Write out every line of the listing below as a numbered list, leaving out any blank lines.
++++
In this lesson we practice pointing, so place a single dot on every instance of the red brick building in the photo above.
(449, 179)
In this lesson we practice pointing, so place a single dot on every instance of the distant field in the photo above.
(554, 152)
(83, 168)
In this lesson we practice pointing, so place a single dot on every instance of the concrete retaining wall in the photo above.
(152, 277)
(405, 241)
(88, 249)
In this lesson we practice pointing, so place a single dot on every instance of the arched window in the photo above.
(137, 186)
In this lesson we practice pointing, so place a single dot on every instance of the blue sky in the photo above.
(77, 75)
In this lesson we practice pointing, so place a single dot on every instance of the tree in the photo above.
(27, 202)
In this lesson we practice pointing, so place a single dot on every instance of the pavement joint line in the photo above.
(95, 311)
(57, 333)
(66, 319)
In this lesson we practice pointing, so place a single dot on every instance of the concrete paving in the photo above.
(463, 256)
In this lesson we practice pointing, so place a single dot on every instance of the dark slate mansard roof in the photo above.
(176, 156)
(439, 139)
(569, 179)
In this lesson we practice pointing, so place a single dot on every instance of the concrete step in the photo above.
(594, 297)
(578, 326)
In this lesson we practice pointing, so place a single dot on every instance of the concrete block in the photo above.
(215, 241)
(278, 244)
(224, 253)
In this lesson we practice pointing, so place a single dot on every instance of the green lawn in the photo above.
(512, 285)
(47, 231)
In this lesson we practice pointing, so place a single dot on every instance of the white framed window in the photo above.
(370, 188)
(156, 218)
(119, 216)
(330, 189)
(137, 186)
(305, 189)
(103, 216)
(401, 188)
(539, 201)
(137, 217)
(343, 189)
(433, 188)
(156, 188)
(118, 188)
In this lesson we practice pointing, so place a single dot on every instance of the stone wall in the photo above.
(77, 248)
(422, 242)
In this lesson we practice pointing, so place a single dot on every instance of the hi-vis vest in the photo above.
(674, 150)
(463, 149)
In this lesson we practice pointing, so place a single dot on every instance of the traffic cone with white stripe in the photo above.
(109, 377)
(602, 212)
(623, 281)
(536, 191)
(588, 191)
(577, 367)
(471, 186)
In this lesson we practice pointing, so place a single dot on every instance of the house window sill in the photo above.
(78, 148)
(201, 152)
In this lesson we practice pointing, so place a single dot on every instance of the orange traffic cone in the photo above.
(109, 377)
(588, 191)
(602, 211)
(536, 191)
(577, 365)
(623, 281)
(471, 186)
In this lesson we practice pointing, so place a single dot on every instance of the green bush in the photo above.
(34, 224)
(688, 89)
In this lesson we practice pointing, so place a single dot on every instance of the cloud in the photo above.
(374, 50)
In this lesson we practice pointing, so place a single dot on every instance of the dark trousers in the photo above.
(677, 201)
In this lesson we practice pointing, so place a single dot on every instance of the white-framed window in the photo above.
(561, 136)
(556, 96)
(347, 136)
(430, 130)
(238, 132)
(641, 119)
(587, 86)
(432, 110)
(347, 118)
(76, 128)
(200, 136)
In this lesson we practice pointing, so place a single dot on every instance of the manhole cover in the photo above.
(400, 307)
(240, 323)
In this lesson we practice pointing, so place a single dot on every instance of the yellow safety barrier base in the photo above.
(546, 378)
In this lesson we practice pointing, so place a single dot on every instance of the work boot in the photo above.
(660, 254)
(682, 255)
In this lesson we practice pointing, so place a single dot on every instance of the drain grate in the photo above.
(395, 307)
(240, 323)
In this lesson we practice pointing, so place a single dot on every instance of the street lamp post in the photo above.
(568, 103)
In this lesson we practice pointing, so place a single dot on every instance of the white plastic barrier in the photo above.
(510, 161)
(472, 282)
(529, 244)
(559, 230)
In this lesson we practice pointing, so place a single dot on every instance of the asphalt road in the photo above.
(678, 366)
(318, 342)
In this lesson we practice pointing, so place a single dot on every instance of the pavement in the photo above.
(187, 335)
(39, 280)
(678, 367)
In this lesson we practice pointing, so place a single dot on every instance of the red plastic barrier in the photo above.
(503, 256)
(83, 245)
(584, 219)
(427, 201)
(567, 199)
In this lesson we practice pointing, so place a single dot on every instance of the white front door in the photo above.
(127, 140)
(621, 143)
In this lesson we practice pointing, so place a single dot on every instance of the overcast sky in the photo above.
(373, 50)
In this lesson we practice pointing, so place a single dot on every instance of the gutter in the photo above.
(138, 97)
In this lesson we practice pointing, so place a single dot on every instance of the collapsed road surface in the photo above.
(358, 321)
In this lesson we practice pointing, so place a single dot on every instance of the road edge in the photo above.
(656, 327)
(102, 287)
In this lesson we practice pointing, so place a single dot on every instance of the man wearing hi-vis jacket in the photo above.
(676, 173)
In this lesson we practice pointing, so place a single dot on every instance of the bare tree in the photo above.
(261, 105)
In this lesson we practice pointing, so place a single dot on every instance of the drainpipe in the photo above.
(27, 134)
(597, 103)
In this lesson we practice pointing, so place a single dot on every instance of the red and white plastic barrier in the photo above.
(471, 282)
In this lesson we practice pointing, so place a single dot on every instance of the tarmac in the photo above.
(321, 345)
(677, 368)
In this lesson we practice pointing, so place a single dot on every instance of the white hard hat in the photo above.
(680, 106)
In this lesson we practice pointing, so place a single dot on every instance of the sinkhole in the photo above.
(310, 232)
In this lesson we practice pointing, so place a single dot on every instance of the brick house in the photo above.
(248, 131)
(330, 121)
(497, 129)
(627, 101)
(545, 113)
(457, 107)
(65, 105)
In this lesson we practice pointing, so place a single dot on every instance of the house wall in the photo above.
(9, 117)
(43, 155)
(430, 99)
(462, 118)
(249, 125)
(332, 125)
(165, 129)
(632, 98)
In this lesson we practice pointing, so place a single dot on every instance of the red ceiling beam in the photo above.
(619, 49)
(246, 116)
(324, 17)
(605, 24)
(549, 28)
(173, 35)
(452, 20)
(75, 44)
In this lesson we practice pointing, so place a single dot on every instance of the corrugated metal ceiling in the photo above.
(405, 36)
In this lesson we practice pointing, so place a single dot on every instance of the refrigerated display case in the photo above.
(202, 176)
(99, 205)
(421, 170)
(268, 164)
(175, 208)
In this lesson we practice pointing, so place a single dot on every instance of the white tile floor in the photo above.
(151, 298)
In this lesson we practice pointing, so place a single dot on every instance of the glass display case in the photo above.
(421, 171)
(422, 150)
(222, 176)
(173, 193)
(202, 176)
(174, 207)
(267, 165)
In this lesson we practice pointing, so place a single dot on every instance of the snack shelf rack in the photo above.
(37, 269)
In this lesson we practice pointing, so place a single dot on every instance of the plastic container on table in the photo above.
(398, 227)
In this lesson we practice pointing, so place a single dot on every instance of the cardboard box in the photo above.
++++
• _Correct result_
1. In this lesson we practice pointing, so place a single dot on every instance of the red brick building in the photo above.
2. (449, 179)
3. In this lesson we practice pointing, so place a single dot on every instance of the distant field in the photo above.
4. (554, 152)
5. (83, 168)
6. In this lesson we practice pointing, so place a single dot on every instance of the concrete retaining wall in the photo above.
7. (152, 277)
8. (405, 241)
9. (88, 249)
10. In this lesson we practice pointing, so place a single dot on every instance of the arched window in the photo above.
11. (137, 186)
12. In this lesson we practice pointing, so place a single dot on every instance of the blue sky in the photo above.
13. (77, 75)
14. In this lesson we practice pointing, so place a single dot on every instance of the tree in the photo above.
15. (27, 202)
16. In this lesson we practice pointing, so place a single dot on every instance of the pavement joint line in the photo above.
17. (95, 311)
18. (57, 333)
19. (66, 319)
20. In this lesson we practice pointing, so place a single dot on every instance of the concrete paving in the photo above.
21. (463, 256)
22. In this lesson we practice pointing, so place a single dot on every instance of the dark slate mansard roof in the photo above.
23. (176, 156)
24. (439, 139)
25. (569, 179)
26. In this lesson we practice pointing, so place a single dot on every instance of the concrete step in the photo above.
27. (594, 297)
28. (578, 326)
29. In this lesson we practice pointing, so place a single dot on every instance of the concrete block in the photo above.
30. (215, 241)
31. (278, 244)
32. (224, 253)
33. In this lesson we practice pointing, so place a single dot on every instance of the green lawn in the photo above.
34. (512, 285)
35. (47, 231)
36. In this lesson we practice pointing, so place a single dot on every instance of the white framed window in the photo above.
37. (370, 188)
38. (156, 218)
39. (119, 216)
40. (330, 189)
41. (137, 186)
42. (305, 189)
43. (103, 216)
44. (401, 188)
45. (539, 201)
46. (137, 217)
47. (343, 189)
48. (433, 188)
49. (156, 188)
50. (118, 188)
51. In this lesson we practice pointing, so place a single dot on every instance of the stone wall in the photo above.
52. (77, 248)
53. (422, 242)
54. In this lesson we practice pointing, so place a single dot on every instance of the hi-vis vest in the photo above.
55. (674, 150)
56. (463, 149)
57. In this lesson we practice pointing, so place a single dot on every instance of the traffic cone with white stripe in the photo above.
58. (109, 377)
59. (602, 212)
60. (623, 281)
61. (536, 191)
62. (588, 191)
63. (577, 367)
64. (471, 186)
65. In this lesson we practice pointing, so place a single dot on every instance of the house window sill in the photo above.
66. (78, 148)
67. (201, 152)
68. In this lesson we practice pointing, so place a single dot on every instance of the orange traffic cone in the photo above.
69. (109, 377)
70. (588, 191)
71. (602, 211)
72. (536, 191)
73. (577, 365)
74. (623, 281)
75. (471, 186)
76. In this lesson we practice pointing, so place a single dot on every instance of the green bush in the photo above.
77. (34, 224)
78. (688, 89)
79. In this lesson we practice pointing, so place a single dot on every instance of the cloud in the photo above.
80. (374, 50)
81. In this lesson we practice pointing, so place a single dot on every instance of the dark trousers in the photo above.
82. (677, 201)
83. In this lesson we practice pointing, so place a single dot on every instance of the white-framed window in the photo above.
84. (561, 136)
85. (556, 96)
86. (347, 136)
87. (430, 130)
88. (238, 132)
89. (641, 119)
90. (587, 86)
91. (432, 110)
92. (347, 118)
93. (76, 128)
94. (200, 136)
95. In this lesson we practice pointing, so place a single dot on every instance of the manhole cover in the photo above.
96. (400, 307)
97. (240, 323)
98. In this lesson we practice pointing, so place a single dot on every instance of the yellow safety barrier base in the photo above.
99. (546, 378)
100. In this lesson we practice pointing, so place a single dot on every instance of the work boot in the photo above.
101. (660, 254)
102. (682, 255)
103. In this lesson we practice pointing, so place a single dot on every instance of the drain grate in the photo above.
104. (395, 307)
105. (240, 323)
106. In this lesson we practice pointing, so place a single dot on every instance of the street lamp post in the photo above.
107. (568, 103)
108. In this lesson we practice pointing, so place a single dot on every instance of the white plastic barrier in the photo above.
109. (510, 161)
110. (472, 282)
111. (529, 244)
112. (559, 230)
113. In this lesson we practice pointing, so place a single dot on every instance of the asphalt road in the photo above.
114. (678, 366)
115. (318, 342)
116. In this lesson we practice pointing, so place a single dot on every instance of the pavement in the photo above.
117. (187, 335)
118. (39, 280)
119. (678, 367)
120. In this lesson we practice pointing, so place a single dot on every instance of the red plastic barrier in the photo above.
121. (503, 256)
122. (83, 245)
123. (584, 219)
124. (427, 201)
125. (567, 199)
126. In this lesson we practice pointing, so place a single dot on every instance of the white front door in the photo above.
127. (127, 140)
128. (621, 143)
129. In this lesson we practice pointing, so place a single dot on every instance of the overcast sky in the photo above.
130. (373, 50)
131. In this lesson we practice pointing, so place a single dot on every instance of the gutter in the photo above.
132. (138, 97)
133. In this lesson we practice pointing, so place a single dot on every instance of the collapsed road surface in the photo above.
134. (358, 321)
135. In this lesson we practice pointing, so place a single dot on every instance of the road edge in the photo above.
136. (656, 327)
137. (102, 287)
138. In this lesson we practice pointing, so place a single dot on every instance of the man wearing hi-vis jacket in the photo above.
139. (676, 173)
140. In this lesson we practice pointing, so place a single dot on every instance of the bare tree in the photo above.
141. (261, 105)
142. In this lesson we practice pointing, so place a single dot on every instance of the drainpipe in the photo above.
143. (27, 134)
144. (597, 103)
145. In this lesson we practice pointing, so place a single dot on every instance of the red and white plastic barrier in the photo above.
146. (471, 282)
147. In this lesson we practice pointing, so place a single dot on every instance of the tarmac in the photo above.
148. (321, 345)
149. (677, 368)
150. In this lesson we practice pointing, so place a single dot on every instance of the white hard hat in the photo above.
151. (680, 106)
152. In this lesson we practice pointing, so place a single dot on every instance of the sinkhole in the photo above.
153. (310, 232)
154. In this lesson we practice pointing, so place a single dot on every instance of the brick house in the photo above.
155. (248, 131)
156. (330, 121)
157. (497, 129)
158. (627, 101)
159. (545, 113)
160. (457, 107)
161. (65, 105)
162. In this lesson we practice pointing, so place a single dot on every instance of the house wall in the photo above.
163. (9, 117)
164. (43, 155)
165. (430, 99)
166. (462, 118)
167. (249, 125)
168. (332, 125)
169. (165, 129)
170. (632, 98)
171. In this lesson we practice pointing, so place a single dot on every instance of the red ceiling beam in the photo above.
172. (619, 49)
173. (246, 116)
174. (324, 17)
175. (605, 24)
176. (549, 28)
177. (173, 35)
178. (452, 20)
179. (75, 44)
180. In this lesson we practice pointing, so place a single dot on every instance of the corrugated metal ceiling in the photo above.
181. (405, 36)
182. In this lesson we practice pointing, so place a single dot on every instance of the refrigerated display case in the photo above.
183. (202, 176)
184. (99, 205)
185. (421, 170)
186. (268, 164)
187. (175, 208)
188. In this lesson we practice pointing, so place a single dot on every instance of the white tile floor in the photo above.
189. (151, 298)
190. In this lesson we practice pointing, so place a single dot on every instance of the glass display case in the photo above.
191. (421, 171)
192. (422, 150)
193. (222, 176)
194. (173, 193)
195. (202, 176)
196. (174, 207)
197. (267, 165)
198. In this lesson we practice pointing, so place a single dot on every instance of the snack shelf rack in the photo above.
199. (37, 269)
200. In this lesson we practice pointing, so place a single dot on every instance of the plastic container on table in the photo above.
201. (398, 227)
202. In this lesson we practice pointing, so place a single dot on every instance of the cardboard box in the photo above.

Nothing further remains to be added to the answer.